● **Requirement**:
Copy the rows starting at the line containing "Could you please mark the orange" and ending at the last row, swapping every "marker" for "dot" and leaving all else unchanged.

● **Information supplied**:
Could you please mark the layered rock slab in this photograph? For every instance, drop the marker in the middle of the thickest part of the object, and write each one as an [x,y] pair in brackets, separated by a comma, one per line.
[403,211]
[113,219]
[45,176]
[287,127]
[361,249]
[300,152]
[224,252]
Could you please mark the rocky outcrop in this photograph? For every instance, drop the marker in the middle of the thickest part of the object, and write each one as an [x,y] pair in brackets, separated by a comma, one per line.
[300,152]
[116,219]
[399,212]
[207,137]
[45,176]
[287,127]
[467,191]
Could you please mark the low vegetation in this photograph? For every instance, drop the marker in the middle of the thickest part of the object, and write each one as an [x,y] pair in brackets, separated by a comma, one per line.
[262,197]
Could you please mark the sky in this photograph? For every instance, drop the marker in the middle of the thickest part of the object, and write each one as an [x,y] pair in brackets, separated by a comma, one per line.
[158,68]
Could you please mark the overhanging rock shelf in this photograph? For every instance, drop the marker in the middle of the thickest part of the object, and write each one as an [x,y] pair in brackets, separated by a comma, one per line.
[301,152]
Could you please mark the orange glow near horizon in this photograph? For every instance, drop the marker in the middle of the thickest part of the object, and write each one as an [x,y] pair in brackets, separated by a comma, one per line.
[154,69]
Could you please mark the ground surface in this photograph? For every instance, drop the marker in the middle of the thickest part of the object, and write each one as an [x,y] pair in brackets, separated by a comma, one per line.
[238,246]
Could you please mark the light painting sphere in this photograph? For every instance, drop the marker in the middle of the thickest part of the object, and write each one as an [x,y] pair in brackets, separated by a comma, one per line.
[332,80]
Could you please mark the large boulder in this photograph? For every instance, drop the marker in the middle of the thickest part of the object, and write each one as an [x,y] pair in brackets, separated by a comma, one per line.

● **Result for this exercise**:
Could you please mark the orange glow near horizon in this photograph? For every instance, drop the dot in the middle of the thickest part of the object, and write each one as an [x,y] pair in brackets, separated by a comma, one per line.
[154,69]
Could you please mark the ground surface in this photograph? For every instance, drop the dot in the middle of the thickest part of the object, and write each one as an [x,y] pair in brackets, separated by a comma, one per line.
[238,246]
Could you please mark the light painting sphere in this photograph? For every instance, drop the dot in the middle of the thickest part of the object, and write each one as an [x,y] pair in brackets, separated by a comma, one per line.
[332,80]
Could you please mark the large boulder in this photograph? For every instance, drop the dot in the middle of the thickest part of the object, and write each one as an [x,y] pair in brackets, separated by a comma, one per line.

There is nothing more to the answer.